··· ROWS
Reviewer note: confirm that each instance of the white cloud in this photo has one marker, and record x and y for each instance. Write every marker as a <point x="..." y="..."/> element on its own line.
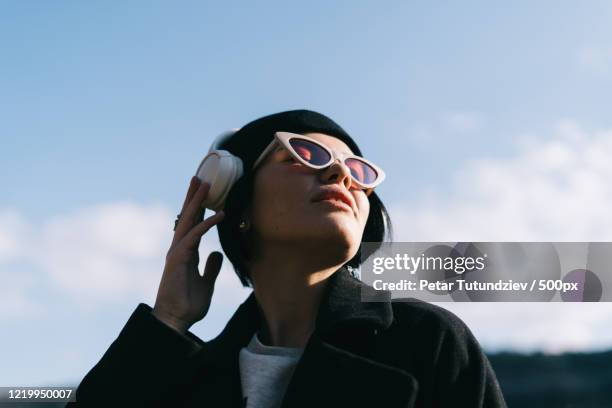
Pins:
<point x="552" y="190"/>
<point x="555" y="189"/>
<point x="97" y="255"/>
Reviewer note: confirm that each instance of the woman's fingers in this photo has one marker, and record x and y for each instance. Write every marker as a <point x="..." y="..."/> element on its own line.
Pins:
<point x="193" y="213"/>
<point x="192" y="238"/>
<point x="212" y="268"/>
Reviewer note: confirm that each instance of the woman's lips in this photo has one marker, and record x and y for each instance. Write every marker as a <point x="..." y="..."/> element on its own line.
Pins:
<point x="336" y="203"/>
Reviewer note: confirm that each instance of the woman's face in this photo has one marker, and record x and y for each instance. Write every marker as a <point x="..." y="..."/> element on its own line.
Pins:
<point x="283" y="210"/>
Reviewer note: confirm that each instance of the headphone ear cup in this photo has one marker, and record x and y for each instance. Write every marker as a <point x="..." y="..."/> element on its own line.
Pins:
······
_DIRECTION_: Lay out every line of the entries above as a Markdown table with two columns, "Row" and "Line", numbering the rows in order and leaving out blank lines. Omit the pictures from the table.

_RESULT BELOW_:
| Row | Line |
|---|---|
| 1 | Reviewer note: confirm that each instance of the white cloud in this photo has one marker, and record x and y for each instance. Write every marker as a <point x="..." y="..."/> element on its own line. |
| 2 | Pins: |
| 3 | <point x="552" y="190"/> |
| 4 | <point x="555" y="189"/> |
| 5 | <point x="97" y="255"/> |
| 6 | Reviewer note: confirm that each instance of the woman's fingers in this photo has one marker, and record x and y for each instance. Write every marker as a <point x="..." y="..."/> element on its own line. |
| 7 | Pins: |
| 8 | <point x="193" y="213"/> |
| 9 | <point x="192" y="238"/> |
| 10 | <point x="212" y="268"/> |
| 11 | Reviewer note: confirm that each instance of the woman's lips in this photo has one marker, and record x and y for each instance. Write every marker as a <point x="..." y="..."/> element on its own line. |
| 12 | Pins: |
| 13 | <point x="336" y="203"/> |
| 14 | Reviewer note: confirm that each instance of the woman's face in this photo has one marker, and record x and y for each instance. Write every marker as a <point x="..." y="..."/> element on its own line. |
| 15 | Pins: |
| 16 | <point x="283" y="210"/> |
| 17 | Reviewer note: confirm that each instance of the headphone ear cup in this photo has one marker, and record x and y for each instance. Write every marker as a <point x="..." y="..."/> element on its own line. |
| 18 | Pins: |